Only the lines with the string "positive" are needed; return each of them from the entries below.

=== Material for this exercise ===

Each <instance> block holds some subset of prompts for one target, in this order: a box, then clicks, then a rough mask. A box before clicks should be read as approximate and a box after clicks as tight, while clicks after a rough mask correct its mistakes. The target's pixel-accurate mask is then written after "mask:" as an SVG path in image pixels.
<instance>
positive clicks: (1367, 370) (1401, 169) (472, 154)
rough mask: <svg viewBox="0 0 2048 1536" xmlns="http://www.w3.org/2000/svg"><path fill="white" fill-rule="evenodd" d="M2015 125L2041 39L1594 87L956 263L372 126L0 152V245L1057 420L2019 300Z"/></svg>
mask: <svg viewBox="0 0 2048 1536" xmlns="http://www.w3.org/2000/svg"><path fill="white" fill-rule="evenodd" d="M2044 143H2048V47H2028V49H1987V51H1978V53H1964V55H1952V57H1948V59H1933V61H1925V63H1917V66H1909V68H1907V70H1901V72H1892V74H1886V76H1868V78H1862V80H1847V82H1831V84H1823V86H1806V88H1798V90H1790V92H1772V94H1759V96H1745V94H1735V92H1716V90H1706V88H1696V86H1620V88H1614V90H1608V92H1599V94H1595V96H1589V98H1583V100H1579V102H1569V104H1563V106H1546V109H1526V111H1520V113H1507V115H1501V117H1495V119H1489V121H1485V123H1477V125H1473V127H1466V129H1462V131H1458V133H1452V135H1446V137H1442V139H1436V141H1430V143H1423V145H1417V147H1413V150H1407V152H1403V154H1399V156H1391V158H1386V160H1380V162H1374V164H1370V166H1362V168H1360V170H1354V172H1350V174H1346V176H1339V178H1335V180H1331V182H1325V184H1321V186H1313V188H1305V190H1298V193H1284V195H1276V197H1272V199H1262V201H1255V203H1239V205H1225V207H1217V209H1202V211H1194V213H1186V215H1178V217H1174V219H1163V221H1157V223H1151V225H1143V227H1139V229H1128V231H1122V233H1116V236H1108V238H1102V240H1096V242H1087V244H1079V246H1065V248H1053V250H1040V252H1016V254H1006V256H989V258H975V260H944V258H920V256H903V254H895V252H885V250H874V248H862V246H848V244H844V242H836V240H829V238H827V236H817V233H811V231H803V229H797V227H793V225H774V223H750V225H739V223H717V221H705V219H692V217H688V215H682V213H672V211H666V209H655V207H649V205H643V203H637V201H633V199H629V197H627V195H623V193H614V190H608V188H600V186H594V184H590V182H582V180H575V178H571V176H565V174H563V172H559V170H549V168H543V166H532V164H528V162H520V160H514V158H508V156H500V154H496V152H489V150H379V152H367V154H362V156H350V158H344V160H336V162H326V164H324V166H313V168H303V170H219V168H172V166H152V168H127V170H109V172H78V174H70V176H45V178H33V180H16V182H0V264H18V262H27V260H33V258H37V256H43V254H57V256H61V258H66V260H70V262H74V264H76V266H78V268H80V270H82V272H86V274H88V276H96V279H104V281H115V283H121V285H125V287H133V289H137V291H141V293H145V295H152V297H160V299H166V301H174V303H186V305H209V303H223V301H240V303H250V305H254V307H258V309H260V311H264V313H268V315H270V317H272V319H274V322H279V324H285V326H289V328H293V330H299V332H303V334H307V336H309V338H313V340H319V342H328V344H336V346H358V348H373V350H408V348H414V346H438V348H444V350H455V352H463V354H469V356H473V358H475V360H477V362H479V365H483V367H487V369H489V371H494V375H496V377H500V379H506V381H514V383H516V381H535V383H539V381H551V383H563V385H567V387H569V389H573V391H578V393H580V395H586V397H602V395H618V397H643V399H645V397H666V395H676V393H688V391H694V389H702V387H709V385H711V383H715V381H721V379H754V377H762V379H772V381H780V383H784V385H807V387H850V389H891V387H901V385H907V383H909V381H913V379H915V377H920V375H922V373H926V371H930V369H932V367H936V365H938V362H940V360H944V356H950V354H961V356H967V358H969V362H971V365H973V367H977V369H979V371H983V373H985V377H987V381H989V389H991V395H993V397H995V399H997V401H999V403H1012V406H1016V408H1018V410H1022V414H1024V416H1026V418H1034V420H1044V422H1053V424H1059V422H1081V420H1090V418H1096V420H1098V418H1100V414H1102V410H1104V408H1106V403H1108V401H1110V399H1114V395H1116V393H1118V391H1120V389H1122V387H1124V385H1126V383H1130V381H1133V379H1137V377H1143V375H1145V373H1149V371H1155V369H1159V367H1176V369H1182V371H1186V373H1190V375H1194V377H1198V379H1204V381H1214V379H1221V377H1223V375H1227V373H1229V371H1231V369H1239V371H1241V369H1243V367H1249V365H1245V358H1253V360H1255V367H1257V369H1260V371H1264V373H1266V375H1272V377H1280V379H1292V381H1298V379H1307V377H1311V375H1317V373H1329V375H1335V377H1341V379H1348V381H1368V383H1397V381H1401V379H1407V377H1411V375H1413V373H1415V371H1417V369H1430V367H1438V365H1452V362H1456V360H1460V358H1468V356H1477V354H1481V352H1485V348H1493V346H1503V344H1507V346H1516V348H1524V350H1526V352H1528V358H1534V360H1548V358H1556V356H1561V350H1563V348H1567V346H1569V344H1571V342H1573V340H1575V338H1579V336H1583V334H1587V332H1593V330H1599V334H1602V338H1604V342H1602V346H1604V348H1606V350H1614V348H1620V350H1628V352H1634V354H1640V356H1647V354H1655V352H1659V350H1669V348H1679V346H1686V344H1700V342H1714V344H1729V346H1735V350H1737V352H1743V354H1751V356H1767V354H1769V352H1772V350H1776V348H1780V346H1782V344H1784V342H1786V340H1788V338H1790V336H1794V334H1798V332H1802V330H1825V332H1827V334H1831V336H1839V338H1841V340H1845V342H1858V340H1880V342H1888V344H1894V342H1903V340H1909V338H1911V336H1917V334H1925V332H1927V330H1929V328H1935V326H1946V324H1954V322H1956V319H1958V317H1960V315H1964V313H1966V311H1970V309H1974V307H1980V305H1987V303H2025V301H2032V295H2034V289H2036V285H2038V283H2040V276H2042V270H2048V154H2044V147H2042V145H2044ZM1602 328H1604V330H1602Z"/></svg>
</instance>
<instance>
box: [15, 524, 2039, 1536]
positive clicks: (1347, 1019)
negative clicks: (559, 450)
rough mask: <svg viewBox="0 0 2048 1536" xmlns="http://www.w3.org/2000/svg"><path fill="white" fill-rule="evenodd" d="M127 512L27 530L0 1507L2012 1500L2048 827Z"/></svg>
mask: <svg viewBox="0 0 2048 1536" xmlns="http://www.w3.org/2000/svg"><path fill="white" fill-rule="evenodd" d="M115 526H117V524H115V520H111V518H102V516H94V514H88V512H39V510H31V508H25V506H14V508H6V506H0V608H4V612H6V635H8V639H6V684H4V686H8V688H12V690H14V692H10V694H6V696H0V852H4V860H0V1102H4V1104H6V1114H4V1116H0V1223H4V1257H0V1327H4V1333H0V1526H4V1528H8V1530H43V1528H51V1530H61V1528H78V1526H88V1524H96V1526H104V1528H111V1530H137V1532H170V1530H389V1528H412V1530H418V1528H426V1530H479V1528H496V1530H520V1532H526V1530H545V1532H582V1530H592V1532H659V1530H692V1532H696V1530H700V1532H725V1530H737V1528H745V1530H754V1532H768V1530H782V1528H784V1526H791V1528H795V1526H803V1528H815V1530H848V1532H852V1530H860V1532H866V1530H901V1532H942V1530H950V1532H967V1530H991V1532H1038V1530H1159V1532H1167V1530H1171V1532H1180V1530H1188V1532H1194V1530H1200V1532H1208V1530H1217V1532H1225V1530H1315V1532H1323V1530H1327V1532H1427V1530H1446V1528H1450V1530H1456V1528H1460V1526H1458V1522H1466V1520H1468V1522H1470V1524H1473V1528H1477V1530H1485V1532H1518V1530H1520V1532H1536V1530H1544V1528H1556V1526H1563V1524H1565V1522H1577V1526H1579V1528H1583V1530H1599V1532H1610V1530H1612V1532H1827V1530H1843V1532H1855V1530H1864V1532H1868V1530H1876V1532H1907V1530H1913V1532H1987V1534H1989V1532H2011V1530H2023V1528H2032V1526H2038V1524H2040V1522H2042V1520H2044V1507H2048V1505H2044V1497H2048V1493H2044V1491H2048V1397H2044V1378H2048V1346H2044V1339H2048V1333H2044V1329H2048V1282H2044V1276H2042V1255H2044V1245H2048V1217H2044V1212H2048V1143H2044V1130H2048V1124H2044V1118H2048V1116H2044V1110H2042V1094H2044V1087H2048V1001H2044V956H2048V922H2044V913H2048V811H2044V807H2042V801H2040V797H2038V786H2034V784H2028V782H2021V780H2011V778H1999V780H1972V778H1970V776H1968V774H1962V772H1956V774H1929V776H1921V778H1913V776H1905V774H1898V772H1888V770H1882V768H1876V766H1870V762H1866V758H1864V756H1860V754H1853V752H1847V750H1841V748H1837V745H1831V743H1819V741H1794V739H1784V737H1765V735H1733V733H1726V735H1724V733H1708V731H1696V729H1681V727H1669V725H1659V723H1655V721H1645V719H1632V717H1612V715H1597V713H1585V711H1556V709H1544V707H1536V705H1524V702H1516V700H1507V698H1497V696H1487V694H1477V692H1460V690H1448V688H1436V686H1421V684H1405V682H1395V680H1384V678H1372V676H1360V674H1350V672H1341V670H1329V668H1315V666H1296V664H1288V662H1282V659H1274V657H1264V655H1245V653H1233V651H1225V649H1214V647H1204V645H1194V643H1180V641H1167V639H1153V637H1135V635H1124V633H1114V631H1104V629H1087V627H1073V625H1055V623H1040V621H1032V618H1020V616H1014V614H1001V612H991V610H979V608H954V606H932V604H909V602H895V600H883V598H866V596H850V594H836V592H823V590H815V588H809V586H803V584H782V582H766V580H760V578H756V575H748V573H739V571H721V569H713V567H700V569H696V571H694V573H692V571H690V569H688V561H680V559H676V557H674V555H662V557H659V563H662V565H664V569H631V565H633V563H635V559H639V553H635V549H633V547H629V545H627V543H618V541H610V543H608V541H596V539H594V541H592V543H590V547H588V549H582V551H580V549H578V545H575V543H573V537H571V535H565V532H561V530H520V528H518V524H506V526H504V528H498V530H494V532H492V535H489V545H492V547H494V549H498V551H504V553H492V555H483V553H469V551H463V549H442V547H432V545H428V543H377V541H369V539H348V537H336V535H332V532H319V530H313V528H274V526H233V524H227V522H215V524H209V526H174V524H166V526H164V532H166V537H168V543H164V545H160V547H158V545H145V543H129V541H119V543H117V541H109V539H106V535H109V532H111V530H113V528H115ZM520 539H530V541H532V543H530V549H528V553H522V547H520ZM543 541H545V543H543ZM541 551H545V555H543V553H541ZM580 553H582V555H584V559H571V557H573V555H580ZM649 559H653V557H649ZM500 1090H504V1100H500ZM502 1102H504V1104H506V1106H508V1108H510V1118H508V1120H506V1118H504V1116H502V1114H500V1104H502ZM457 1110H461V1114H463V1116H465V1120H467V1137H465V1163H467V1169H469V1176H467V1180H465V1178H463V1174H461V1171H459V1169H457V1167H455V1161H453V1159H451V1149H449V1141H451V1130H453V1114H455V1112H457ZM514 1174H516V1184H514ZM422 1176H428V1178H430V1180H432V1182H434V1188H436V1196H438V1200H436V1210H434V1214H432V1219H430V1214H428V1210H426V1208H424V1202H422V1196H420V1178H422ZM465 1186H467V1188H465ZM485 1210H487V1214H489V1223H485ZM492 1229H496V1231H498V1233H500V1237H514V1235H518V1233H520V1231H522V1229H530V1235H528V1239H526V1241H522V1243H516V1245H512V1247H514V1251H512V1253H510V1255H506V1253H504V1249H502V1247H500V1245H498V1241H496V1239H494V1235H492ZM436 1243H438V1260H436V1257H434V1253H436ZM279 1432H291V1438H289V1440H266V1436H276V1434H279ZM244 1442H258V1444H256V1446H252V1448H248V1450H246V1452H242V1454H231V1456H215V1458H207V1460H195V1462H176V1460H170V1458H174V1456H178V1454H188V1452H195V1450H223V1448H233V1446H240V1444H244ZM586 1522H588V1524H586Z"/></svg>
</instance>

===

### Answer box
positive clicks: (1367, 370) (1401, 169) (472, 154)
positive clicks: (1347, 1019)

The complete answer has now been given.